Source:
==========
On the same occasion the ringing of the Curfew bell, which had been continued till 1890, was given up, and a clock with four faces put up instead, which strikes the hours, but is not at all the same thing. Thus one more interesting and historic custom has disappeared, which is much to be regretted in this utilitarian and unimaginative age.
THE D’ARCY FAMILY
Domesday Book tells us that Nocton was divided in unequal shares between two landlords, Ulf and Osulf; on the land of the former there was already a church with a priest in 1086. These owners had given place to one Norman de Ardreci, written later de Aresci, and finally D’Arcy, a companion of the Conqueror. Norman D’Arcy’s son granted the churches of Nocton and Dunston to the Benedictines of St. Mary’s Abbey, York, also some land to the Carthusians of Kirkstead Abbey, and himself founded a priory at Nocton for canons of the Orders of St. Augustine, who first settled in England in 1108. The buildings are quite gone, but the site is still called the Abbey Field, and the vicarage is called the Priory; the Priory well, whose water was said to be “remarkably good,” in 1727, was only filled up about fifty years ago. Why couldn’t they have let it alone, one wonders. To follow up the history of Nocton: in 1541 Henry VIII. and Katharine Howard slept there.
The D’Arcy family and their descendants in the female line, whose married names were Lymbury, Pedwardine, Wymbishe and Towneley, held the property for three and twenty generations till the middle of the seventeenth century—a good innings of 600 years. But the losses which the Civil War brought about made it necessary for Robert Towneley, at the Restoration in 1660, to sell the estate to Lord Stanhope, from whom it soon passed by sale to Sir William Ellys, about 1676, and in 1726—by the marriage of Sir Richard Ellys’ widow—to Sir Francis Dashwood; after whom, in 1767, it descended to a cousin, George Hobart, eventually third Earl of Buckinghamshire. He altered Nocton considerably, pulled down the church, which was too near the house, and set up a poor structure further off, where the present church stands. He also spent much in draining Nocton fen, and erected a windmill pump which raised the water and sent it into the Witham, and worked well for forty years till it was superseded in Frederick Robinson’s time (1834) by a forty-horse-power steam engine which was found to pump the water faster than the fens could supply it. The earl died in 1804; ten years later his daughter, Lady Sarah Albinia, carried the estate to Frederick John Robinson, second son of Lord Grantham, who became Prime Minister and was created Viscount Goodrich in 1827, and Earl of Ripon in 1833; and, as a member of Sir Robert Peel’s cabinet, moved in the House of Lords the second reading of the Bill for the repeal of the Corn Laws in 1846. In 1834 the house at Nocton was burnt down, and the earl’s young son, afterwards Marquis of Ripon, laid the foundation stone of the present house in 1841. The earl died in 1859, and his widow, who survived him eight years, built in his memory the present fine church, which was designed by Sir Gilbert Scott. In 1889 Lord Ripon sold the estate to Mr. G. Hodgson of Bradford.
==========
Supplied material:
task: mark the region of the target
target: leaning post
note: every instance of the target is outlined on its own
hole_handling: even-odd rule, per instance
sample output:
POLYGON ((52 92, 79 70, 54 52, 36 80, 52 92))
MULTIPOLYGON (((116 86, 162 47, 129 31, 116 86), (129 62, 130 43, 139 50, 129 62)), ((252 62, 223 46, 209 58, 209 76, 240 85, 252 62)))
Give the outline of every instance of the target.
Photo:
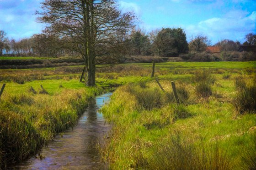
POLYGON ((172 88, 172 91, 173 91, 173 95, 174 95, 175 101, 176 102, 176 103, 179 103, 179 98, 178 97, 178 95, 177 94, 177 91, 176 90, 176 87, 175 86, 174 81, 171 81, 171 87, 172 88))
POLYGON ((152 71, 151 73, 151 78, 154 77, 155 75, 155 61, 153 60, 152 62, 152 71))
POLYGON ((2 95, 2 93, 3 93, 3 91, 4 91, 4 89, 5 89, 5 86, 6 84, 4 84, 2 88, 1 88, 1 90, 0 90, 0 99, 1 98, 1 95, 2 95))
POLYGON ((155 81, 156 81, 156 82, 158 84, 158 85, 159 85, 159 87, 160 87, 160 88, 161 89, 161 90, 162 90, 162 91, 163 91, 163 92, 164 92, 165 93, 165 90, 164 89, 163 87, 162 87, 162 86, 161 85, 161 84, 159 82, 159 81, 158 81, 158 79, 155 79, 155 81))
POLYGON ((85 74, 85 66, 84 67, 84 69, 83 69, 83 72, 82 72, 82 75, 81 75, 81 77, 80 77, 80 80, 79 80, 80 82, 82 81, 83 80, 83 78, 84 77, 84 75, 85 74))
==========
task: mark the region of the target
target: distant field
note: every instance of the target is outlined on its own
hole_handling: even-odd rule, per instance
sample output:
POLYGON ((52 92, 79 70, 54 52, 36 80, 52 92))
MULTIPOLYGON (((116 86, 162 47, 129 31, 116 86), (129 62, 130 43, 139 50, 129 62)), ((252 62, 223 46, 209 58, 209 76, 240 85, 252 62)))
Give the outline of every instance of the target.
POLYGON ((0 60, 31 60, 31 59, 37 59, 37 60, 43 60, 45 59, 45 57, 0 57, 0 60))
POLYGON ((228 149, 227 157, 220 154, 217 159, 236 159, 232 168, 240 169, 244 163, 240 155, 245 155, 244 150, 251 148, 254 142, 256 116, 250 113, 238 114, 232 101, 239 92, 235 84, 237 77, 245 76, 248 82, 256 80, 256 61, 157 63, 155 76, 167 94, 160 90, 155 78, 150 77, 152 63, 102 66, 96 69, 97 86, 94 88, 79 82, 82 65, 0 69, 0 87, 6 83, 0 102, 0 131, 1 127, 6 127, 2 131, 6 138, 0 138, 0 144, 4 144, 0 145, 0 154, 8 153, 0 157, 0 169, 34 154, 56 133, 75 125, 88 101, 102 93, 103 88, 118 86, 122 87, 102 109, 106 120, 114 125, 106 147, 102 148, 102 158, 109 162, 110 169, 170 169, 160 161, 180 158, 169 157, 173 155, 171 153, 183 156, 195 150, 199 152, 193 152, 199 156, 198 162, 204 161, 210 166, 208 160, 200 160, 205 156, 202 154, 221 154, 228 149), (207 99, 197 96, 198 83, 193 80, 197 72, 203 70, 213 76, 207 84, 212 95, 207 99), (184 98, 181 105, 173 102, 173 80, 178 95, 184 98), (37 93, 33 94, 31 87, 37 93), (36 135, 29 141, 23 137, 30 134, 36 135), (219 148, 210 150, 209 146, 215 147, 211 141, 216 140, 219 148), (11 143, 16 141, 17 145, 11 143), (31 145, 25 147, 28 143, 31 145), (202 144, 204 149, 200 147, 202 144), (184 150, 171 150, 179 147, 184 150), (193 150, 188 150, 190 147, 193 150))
==========
Exercise set:
**1.** List the married names of the D'Arcy descendants in the female line, as given in the Nocton text.
**2.** Reproduce the Nocton text from "On the same" to "and unimaginative age.".
The records come from a different source than the Nocton text.

Completed exercise:
**1.** Lymbury, Pedwardine, Wymbishe, Towneley

**2.**
On the same occasion the ringing of the Curfew bell, which had been continued till 1890, was given up, and a clock with four faces put up instead, which strikes the hours, but is not at all the same thing. Thus one more interesting and historic custom has disappeared, which is much to be regretted in this utilitarian and unimaginative age.